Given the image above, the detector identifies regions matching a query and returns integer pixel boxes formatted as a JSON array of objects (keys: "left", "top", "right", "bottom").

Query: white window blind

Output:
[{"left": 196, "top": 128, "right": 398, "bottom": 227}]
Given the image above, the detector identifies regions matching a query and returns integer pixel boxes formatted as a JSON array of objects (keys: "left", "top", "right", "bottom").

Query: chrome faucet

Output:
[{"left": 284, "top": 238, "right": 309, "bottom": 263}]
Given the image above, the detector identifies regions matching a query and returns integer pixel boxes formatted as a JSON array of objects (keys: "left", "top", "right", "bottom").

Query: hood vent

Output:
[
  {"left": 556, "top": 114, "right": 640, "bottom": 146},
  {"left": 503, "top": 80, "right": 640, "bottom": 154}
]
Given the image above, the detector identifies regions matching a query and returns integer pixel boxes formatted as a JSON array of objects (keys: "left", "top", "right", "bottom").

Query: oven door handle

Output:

Written task:
Please copy all of the rows above exactly, character for character.

Exercise response:
Given the image above, the detector identifies regions matching a query and returns integer pixel boxes formatted as a JSON array of objects (keys: "left", "top", "right", "bottom").

Query: white window blind

Output:
[{"left": 196, "top": 128, "right": 398, "bottom": 227}]
Given the image above, the detector identifies regions matching a query and returns integer pixel boxes formatted as a JSON array of objects (keys: "left", "top", "right", "bottom").

Query: chrome faucet

Output:
[{"left": 284, "top": 238, "right": 309, "bottom": 263}]
Given the image above, the detector identifies regions matching a query and returns integer pixel boxes formatted as a JSON array of objects (keys: "left", "top", "right", "bottom").

Query: hood vent

Output:
[
  {"left": 556, "top": 114, "right": 640, "bottom": 146},
  {"left": 503, "top": 80, "right": 640, "bottom": 154}
]
Given the image above, the detector identifies regions matching a query and returns integer pixel boxes formatted as a JSON array of objects (keys: "left", "top", "right", "bottom").

Query: oven door handle

Output:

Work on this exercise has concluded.